* _TASK_: Convert the lines below into a JSON list of strings, one string per line and blank lines omitted, starting at the line that contains "In this picture, where can the lynx front" and ending at the line that contains "point(316, 102)".

------

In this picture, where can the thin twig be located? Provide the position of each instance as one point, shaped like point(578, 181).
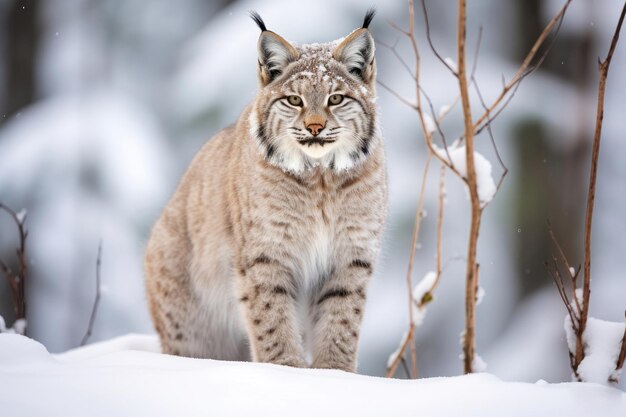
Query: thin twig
point(17, 281)
point(416, 230)
point(591, 195)
point(471, 271)
point(523, 68)
point(622, 352)
point(430, 41)
point(438, 256)
point(96, 301)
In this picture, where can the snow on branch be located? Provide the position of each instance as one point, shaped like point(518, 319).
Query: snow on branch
point(461, 158)
point(596, 348)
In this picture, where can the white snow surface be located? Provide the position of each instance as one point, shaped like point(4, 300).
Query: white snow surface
point(603, 340)
point(118, 378)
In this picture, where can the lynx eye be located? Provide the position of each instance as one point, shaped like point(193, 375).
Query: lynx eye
point(294, 100)
point(335, 99)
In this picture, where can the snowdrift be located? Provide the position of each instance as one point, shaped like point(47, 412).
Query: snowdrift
point(128, 377)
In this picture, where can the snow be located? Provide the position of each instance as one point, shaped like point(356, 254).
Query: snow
point(395, 353)
point(118, 378)
point(602, 340)
point(478, 364)
point(19, 326)
point(443, 110)
point(422, 296)
point(484, 179)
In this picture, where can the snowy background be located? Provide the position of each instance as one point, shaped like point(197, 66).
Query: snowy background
point(103, 105)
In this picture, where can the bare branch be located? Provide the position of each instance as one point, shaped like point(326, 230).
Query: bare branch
point(591, 195)
point(430, 41)
point(471, 271)
point(96, 302)
point(17, 281)
point(522, 71)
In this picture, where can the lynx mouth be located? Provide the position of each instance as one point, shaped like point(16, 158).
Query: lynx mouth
point(316, 141)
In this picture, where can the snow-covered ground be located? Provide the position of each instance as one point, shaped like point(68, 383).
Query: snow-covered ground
point(128, 377)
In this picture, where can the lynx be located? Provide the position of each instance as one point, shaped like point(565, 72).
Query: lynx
point(266, 248)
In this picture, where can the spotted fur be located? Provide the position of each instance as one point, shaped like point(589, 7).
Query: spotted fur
point(274, 230)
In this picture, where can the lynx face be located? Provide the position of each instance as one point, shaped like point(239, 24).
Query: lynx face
point(316, 104)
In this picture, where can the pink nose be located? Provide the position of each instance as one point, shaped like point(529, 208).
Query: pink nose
point(314, 128)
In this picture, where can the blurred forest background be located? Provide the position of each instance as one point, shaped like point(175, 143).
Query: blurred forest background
point(104, 103)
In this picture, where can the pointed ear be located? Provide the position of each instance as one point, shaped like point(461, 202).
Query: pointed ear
point(275, 53)
point(357, 53)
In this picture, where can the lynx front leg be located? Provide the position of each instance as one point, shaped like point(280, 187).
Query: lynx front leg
point(338, 312)
point(269, 300)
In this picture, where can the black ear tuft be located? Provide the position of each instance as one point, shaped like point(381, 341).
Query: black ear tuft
point(259, 21)
point(371, 12)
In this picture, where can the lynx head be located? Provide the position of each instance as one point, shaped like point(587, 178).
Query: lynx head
point(316, 102)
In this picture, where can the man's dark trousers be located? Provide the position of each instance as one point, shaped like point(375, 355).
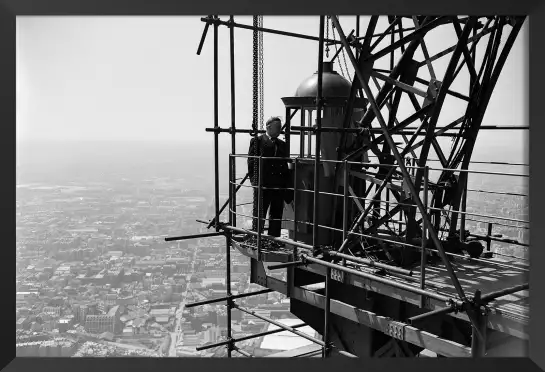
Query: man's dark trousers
point(273, 202)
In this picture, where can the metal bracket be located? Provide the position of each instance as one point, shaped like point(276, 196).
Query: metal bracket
point(337, 275)
point(396, 330)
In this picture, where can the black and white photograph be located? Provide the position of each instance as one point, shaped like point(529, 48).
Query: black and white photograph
point(223, 186)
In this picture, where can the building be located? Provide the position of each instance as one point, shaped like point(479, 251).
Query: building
point(100, 323)
point(52, 310)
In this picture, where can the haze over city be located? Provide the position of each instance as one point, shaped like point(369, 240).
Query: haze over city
point(112, 156)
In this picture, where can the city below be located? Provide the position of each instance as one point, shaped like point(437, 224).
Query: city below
point(96, 278)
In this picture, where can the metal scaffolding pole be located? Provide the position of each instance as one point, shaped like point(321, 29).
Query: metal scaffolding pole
point(317, 164)
point(327, 313)
point(278, 324)
point(216, 134)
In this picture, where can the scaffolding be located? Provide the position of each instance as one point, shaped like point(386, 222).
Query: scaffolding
point(403, 180)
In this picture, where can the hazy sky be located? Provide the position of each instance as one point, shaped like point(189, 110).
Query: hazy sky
point(139, 78)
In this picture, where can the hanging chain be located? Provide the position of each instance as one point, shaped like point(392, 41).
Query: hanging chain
point(327, 36)
point(257, 111)
point(344, 57)
point(337, 49)
point(261, 77)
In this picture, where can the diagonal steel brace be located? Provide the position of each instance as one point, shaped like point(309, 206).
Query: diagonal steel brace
point(406, 176)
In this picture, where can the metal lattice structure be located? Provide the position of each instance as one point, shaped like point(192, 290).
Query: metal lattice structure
point(386, 246)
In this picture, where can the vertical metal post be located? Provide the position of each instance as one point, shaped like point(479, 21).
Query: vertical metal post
point(345, 205)
point(463, 215)
point(287, 130)
point(478, 345)
point(228, 285)
point(216, 133)
point(260, 218)
point(424, 238)
point(488, 235)
point(327, 313)
point(295, 222)
point(317, 164)
point(232, 188)
point(302, 134)
point(357, 35)
point(309, 134)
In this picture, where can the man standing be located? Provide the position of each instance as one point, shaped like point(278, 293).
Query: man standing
point(275, 175)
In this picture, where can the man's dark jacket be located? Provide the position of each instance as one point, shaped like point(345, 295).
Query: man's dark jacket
point(275, 172)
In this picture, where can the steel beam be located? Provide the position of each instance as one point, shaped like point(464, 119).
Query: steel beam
point(406, 176)
point(386, 325)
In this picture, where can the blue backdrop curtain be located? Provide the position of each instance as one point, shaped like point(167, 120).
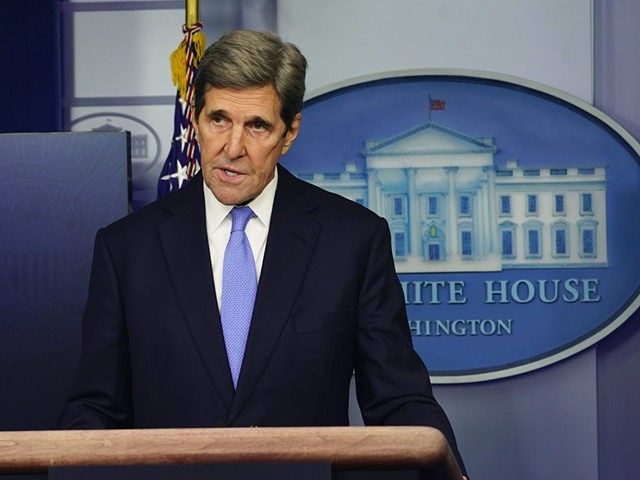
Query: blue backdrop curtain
point(30, 48)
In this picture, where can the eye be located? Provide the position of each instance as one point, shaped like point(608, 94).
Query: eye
point(218, 120)
point(259, 126)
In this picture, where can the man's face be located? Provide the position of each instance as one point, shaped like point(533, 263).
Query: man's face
point(241, 137)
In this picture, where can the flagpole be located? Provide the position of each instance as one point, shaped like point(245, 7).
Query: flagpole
point(192, 13)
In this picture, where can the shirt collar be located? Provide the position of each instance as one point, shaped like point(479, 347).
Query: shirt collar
point(262, 205)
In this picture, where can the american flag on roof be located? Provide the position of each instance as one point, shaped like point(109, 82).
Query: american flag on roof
point(183, 160)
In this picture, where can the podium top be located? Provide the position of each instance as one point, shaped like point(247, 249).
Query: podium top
point(343, 447)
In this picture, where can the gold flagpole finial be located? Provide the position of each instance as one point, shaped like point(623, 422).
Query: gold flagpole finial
point(192, 13)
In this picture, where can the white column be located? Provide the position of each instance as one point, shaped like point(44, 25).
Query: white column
point(492, 217)
point(414, 215)
point(452, 216)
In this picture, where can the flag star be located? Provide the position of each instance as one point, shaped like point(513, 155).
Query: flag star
point(181, 174)
point(182, 137)
point(183, 105)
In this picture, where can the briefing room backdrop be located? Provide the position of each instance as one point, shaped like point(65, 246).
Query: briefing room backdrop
point(574, 419)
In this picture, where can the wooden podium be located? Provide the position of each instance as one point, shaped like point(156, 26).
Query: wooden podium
point(386, 450)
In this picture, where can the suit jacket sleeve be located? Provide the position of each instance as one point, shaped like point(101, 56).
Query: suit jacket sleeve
point(392, 382)
point(101, 397)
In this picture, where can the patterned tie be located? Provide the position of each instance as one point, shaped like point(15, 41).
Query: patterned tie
point(239, 287)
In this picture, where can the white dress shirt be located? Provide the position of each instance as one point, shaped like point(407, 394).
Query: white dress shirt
point(218, 221)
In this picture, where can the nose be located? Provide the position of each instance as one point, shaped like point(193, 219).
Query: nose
point(235, 143)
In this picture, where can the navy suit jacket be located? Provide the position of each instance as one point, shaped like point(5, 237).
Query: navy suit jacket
point(328, 303)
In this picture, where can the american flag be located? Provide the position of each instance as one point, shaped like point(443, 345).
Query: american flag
point(183, 161)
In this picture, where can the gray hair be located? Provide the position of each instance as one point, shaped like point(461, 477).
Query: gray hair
point(246, 58)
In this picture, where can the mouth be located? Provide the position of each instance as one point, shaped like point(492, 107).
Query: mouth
point(230, 173)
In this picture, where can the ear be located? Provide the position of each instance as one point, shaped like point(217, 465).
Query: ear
point(292, 133)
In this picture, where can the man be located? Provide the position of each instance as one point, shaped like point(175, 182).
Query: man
point(328, 299)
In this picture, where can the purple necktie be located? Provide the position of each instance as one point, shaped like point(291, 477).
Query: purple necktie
point(239, 287)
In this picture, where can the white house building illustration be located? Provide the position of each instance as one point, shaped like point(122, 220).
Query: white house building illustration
point(451, 209)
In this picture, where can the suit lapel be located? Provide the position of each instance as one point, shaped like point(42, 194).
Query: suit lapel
point(184, 240)
point(290, 244)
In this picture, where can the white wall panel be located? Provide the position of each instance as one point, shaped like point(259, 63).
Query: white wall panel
point(547, 41)
point(125, 52)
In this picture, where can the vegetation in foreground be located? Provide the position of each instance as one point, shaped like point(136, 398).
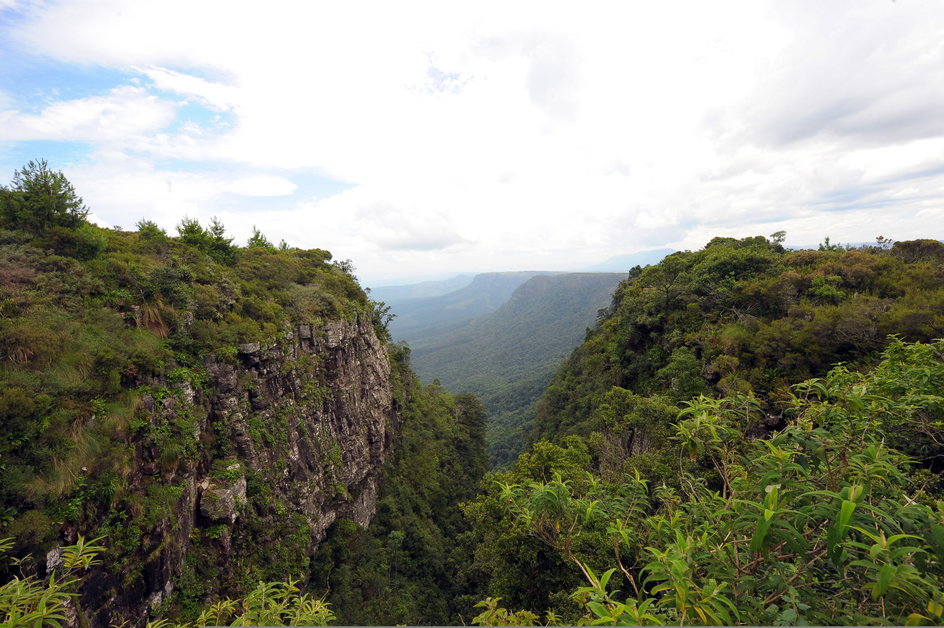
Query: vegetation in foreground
point(685, 476)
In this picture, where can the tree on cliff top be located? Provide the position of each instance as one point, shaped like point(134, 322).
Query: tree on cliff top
point(40, 198)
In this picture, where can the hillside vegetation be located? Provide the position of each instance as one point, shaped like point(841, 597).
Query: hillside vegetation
point(747, 316)
point(506, 358)
point(688, 470)
point(418, 317)
point(749, 435)
point(112, 345)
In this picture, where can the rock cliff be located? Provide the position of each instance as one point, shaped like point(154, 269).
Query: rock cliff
point(252, 460)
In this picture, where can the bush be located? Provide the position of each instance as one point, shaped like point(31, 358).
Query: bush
point(39, 199)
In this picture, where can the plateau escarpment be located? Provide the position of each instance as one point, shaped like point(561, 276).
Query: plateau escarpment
point(284, 438)
point(205, 410)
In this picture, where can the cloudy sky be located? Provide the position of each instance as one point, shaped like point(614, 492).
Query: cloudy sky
point(422, 139)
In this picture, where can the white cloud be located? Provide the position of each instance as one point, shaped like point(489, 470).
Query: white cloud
point(496, 135)
point(120, 115)
point(262, 186)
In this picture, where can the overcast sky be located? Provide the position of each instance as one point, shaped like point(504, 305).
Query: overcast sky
point(419, 139)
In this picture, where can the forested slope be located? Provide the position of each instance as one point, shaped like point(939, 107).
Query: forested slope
point(692, 465)
point(748, 316)
point(507, 357)
point(204, 411)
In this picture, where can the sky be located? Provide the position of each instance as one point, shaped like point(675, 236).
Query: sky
point(423, 139)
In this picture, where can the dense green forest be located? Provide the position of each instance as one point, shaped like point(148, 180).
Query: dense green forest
point(750, 435)
point(507, 357)
point(109, 339)
point(686, 459)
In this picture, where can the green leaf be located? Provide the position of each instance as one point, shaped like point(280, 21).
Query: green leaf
point(885, 575)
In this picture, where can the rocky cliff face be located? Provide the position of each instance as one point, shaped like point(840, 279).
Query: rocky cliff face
point(251, 462)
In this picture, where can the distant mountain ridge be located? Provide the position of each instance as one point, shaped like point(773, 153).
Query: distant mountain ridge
point(622, 263)
point(508, 356)
point(424, 289)
point(418, 317)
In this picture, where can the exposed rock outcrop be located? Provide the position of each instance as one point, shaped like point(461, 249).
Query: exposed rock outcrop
point(297, 429)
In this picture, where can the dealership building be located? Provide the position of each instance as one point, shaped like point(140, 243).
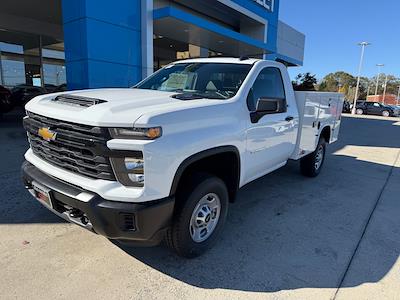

------

* _ANSWER TO THIS TASK_:
[
  "In this picture, where can the lynx front leg be located? Provide the position of each instance as one point, shaped like point(280, 187).",
  "Query: lynx front leg",
  "point(338, 312)",
  "point(269, 300)",
  "In this picture, where can the black ear tuft be located? Provide the position of each instance as one point, shaped like point(381, 341).",
  "Query: black ear tuft",
  "point(259, 21)",
  "point(371, 12)",
  "In this picture, where can the lynx head be located? Provide the position of each instance as one point, shaped like point(587, 178).",
  "Query: lynx head",
  "point(316, 102)"
]